EXCERPT PROVIDED:
Universal Health Coverage (UHC) –  ensuring equitable and affordable access to quality health care for all people –  will be essential to these efforts. Inequality, economic progress, individual livelihoods, and health outcomes are intertwined.

In 2019,  countries reaffirmed their commitment to achieving the Sustainable Development Goals (SDGs) at the High-Level Meeting on UHC. Less than a year on, we can see that action towards this commitment is needed now more than ever. A recent discussion paper on health emergencies and UHC from UHC2030, a movement of organizations to advance Universal Health Coverage, stresses that these commitments will not deter, but rather help guide us towards effective emergency response. Here’s why investing in UHC is one way to ensure we are all better prepared next time:

The impacts of COVID-19 on delivery of care, health financing, and governance are immense and pose opportunities for both UHC and health security. UHC stresses the importance of improving access to health promotion, prevention, and treatment. The quality of a nation’s primary health care system can affect the delivery of all medical care. Not investing in primary health care can result in lack of access to key preventative services; poor chronic care management; and high out-of-pocket payments — issues that lead to poorer health outcomes, particularly for at-risk populations like Black and indigenous communities. Building back better on our public health infrastructure will require prioritizing laboratory and testing capacity, fact-based health promotion, and vigilant disease surveillance. An underfunded primary health care system system coupled with a weak public health infrastructure is detrimental in normal times, and dangerous in times of emergency.

Investing in UHC is wise and cost-effective. It should start on critically evaluating how funds are being spent and making sure sufficient funding is allocated to Common Goods for Health, which includes things like disease surveillance, planning emergency response, regulation of medicines, sewage treatment.  The Asian Development Bank estimates that COVID-19 pandemic could cost the global economy more than $8 trillion. Ultimately, effective pandemic control could make the next such emergency less costly and help economies recover faster.

INFORMATION GIVEN:
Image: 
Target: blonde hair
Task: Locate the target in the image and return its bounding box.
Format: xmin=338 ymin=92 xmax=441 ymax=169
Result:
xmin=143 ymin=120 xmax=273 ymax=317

TASK LIST:
**1.** In the excerpt on Universal Health Coverage, rewrite the passage starting at "Investing in UHC is wise" and ending at "economies recover faster.", putting "water sanitation" in place of "sewage treatment".
**2.** Pick up the excerpt on Universal Health Coverage after its final sentence and keep writing.

EXPECTED OUTPUTS:
**1.**
Investing in UHC is wise and cost-effective. It should start on critically evaluating how funds are being spent and making sure sufficient funding is allocated to Common Goods for Health, which includes things like disease surveillance, planning emergency response, regulation of medicines, water sanitation.  The Asian Development Bank estimates that COVID-19 pandemic could cost the global economy more than $8 trillion. Ultimately, effective pandemic control could make the next such emergency less costly and help economies recover faster.

**2.**
Protecting the health of all – regardless of race, ethnicity, gender identity, or religion – requires political action. COVID-19 has pushed leaders to make difficult and real time decisions based on current conditions. But policymakers need to take a hard look at our existing infrastructures, including the public health system, and structural failures, such as systemic racism and inequality that affect access. Countries need to take whole-of-government and cross-programmatic approaches that will instill trust and promote equity, transformation and accountability. The UHC movement’s key asks are crucial guidelines for governments as they respond to the pandemic’s emerging priorities and seek to create resilient health systems that leave no one behind.

Rethinking Health Systems for a New Normal

The world has been irrevocably affected by this pandemic. The new normal is uncertain, but what has been excruciatingly evident is that most health care systems, even those in high-income countries, are not sufficiently prepared and discriminate against some communities. The responsibility of governments to prioritize basic public health infrastructure for all, invest in health promotion programs, and improve data and monitoring systems will be put to the test in the coming months. Countries that invest in health equitably will have a better chance to protect their populations from threats, as well as promote economic and political stability, domestically and abroad.

Rethinking health care doesn’t necessarily require building systems out of scratch. There is already a global political commitment to achieve UHC through the SDGs. There are already numerous preparedness strategy plans and specific objectives for health systems policy. It’s time for us to reshape our futures and prevent, not react. It’s time for governments and other sectors to rethink health security, redesign our health systems, and realign our priorities. That’s how we build back better.